### [SHORT PROBLEM A]
Recast the entries below, from the line containing "Where can the street" down to the end of the entries, as a Markdown table with the columns Row and Line, one row per line, with blank lines left out.

### [EXTRACT]
'''

Let $X \sim \ContinuousUniform a b$ for some $a, b \in \R$ denote the continuous uniform distribution on the interval $\closedint a b$.

Then the moment generating function of $X$ is given by:

$\map {M_X} t = \begin {cases} \dfrac {e^{t b} - e^{t a} } {t \paren {b - a} } & t \ne 0 \\ 1 & t = 0 \end{cases}$


Proof

From the definition of the continuous uniform distribution, $X$ has probability density function:

$\map {f_X} x = \begin{cases} \dfrac 1 {b - a} & a \le x \le b \\ 0 & \text{otherwise} \end{cases}$


From the definition of a moment generating function:

$\ds \map {M_X} t = \expect {e^{t X} } = \int_{-\infty}^\infty e^{t x} \map {f_X} x \rd x$

where $\expect \cdot$ denotes expectation.

'''

### [SHORT PROBLEM B]
According to the extract on the uniform distribution, what is the value of the moment generating function of X at t = 0?

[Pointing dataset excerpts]
'''

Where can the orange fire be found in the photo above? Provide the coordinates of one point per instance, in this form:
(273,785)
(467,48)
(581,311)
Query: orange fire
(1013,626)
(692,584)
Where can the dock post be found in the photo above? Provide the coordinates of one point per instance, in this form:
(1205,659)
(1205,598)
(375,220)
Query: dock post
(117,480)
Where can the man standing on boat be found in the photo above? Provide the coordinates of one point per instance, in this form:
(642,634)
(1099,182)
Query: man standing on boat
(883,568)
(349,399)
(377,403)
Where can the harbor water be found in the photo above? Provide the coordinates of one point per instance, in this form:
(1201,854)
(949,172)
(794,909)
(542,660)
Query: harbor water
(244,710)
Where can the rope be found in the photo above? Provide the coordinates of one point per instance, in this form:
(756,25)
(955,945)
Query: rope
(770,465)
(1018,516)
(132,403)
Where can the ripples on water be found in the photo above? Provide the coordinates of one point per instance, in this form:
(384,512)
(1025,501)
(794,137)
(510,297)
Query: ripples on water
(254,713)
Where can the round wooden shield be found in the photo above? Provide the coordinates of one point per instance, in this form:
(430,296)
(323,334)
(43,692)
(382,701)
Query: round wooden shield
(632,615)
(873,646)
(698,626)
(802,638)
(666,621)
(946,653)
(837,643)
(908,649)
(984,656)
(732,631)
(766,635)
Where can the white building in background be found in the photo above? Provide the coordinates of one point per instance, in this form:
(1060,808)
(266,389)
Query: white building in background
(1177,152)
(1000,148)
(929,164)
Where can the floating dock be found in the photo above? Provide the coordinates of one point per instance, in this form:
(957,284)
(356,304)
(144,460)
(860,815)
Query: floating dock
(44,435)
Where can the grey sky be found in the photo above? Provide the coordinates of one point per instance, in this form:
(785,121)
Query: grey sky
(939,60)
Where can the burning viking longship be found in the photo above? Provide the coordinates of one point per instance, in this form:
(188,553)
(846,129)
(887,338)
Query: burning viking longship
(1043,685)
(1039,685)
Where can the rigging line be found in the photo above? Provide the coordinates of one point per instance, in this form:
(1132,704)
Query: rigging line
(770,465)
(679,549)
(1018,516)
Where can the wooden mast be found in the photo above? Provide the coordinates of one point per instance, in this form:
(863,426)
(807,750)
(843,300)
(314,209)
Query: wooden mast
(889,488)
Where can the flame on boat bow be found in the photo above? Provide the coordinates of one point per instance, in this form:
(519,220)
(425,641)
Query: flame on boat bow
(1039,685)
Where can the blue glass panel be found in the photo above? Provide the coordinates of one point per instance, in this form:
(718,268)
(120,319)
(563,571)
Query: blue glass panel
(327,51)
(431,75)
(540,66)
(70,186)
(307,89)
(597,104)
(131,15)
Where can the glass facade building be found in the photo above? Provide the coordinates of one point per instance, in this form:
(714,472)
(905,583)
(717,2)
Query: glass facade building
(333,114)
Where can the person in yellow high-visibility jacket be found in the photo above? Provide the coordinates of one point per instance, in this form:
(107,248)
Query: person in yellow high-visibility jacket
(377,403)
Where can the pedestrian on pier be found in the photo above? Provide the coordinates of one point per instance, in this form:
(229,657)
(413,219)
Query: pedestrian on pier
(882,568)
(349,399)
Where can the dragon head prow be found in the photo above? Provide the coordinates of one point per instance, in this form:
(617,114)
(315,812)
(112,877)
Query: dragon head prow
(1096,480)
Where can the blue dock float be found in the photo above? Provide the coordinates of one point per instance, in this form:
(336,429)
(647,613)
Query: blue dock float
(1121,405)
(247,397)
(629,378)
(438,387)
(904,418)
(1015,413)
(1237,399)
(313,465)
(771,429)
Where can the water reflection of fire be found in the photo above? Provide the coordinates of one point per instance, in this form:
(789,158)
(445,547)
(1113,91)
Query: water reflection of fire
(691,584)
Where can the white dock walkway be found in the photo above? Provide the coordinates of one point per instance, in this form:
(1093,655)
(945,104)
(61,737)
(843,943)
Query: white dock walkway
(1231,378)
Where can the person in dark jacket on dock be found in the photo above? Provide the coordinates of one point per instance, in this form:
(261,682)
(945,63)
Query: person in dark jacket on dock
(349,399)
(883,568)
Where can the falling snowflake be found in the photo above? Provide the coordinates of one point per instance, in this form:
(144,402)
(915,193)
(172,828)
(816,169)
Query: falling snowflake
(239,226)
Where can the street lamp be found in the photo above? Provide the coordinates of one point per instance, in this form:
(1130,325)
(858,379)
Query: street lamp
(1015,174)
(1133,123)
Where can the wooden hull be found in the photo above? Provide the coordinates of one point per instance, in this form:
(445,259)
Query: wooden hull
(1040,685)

'''

### [ANSWER A]
| Row | Line |
|---|---|
| 1 | Where can the street lamp be found in the photo above? Provide the coordinates of one point per instance, in this form: |
| 2 | (1130,325) |
| 3 | (858,379) |
| 4 | Query: street lamp |
| 5 | (1015,174) |
| 6 | (1133,123) |
| 7 | Where can the wooden hull be found in the photo above? Provide the coordinates of one point per instance, in this form: |
| 8 | (445,259) |
| 9 | Query: wooden hull |
| 10 | (1040,685) |

### [ANSWER B]
It equals 1.